It has been argued that humans are potentially more committed conservationists when they have opportunities to engage in long-term, everyday interactions with nature [10]. Positive interactions are said to assist humans to construct intangible meanings and attachments in their spaces and places of encounter with nature, fostering connectivity. Likewise, negative interactions and associations (e.g., cruelty to animals, hunting and trapping) are argued to co-occur with domestic and other violence and crime in adults and children [11,12,13].

Despite the social capital, identity, and caring and ethical networks that animals help to form [7,14] these intangible values remain subordinate to the powerful tentacles of industrial capital and institutional instrumentalism as they co-opt nature for their own purposes. In the final section of this paper we show how an ecoversity approach to education might be able to re-situate engaged learning which not only puts into place practical interactions between humans and animals, but also stimulates and harnesses the intellectual and scholarly resources necessary for students and engaged communities to be able to interrogate and change their values, beliefs and behaviors as well as the traditional philosophical and ethical formulations which enable animal objectification.

The assumed division between domestic and wild animals is questioned by Wolch [7], who suggests that any natural boundary is permeable. Humans have domesticated some animals through an imagined but convenient ‘separation’ from wildness, while valuing wild animals as utilities and commodities to be consumed in wildlife reserves and zoos, as a resource to be mined and ‘managed’ for short-term economic gain and entertainment, or blamed for the consequences of poor farming practices.

Such entrenched political and economic forces and self interest need to be countered by more ethical ways of thinking about and relating with non-humans [15]. Smith [4] critiques commercial interests as systematizing ‘distantiation’, that is, the physical and moral separation of supposedly objective authorities from the effects of their regulations and from the place-based values and activities of the (human and non-human) residents they regulate. He asserts that our laws perpetuate the social order with a scientistic perspective that cannot and does not account for the power relations that oppose human-nature equity and a genuine dialectic.

What you should do: In the passage on animals and conservation, who questions the assumed division between domestic and wild animals? The data that comes next is separate from the passage.

Given material:
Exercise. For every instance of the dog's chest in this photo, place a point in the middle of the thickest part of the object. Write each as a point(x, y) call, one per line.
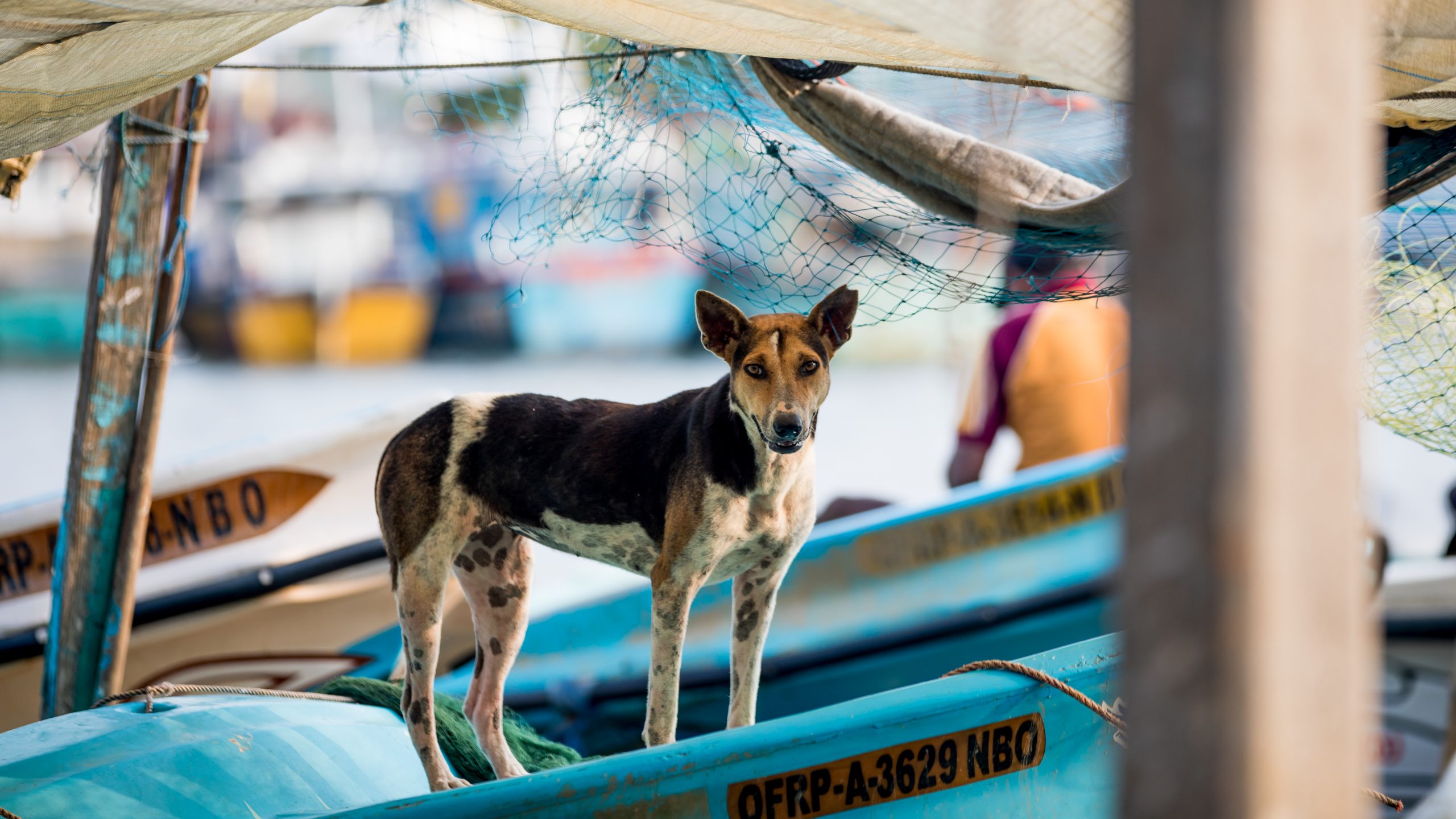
point(734, 531)
point(625, 545)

Exercise response: Wolch questions it, suggesting that any natural boundary is permeable.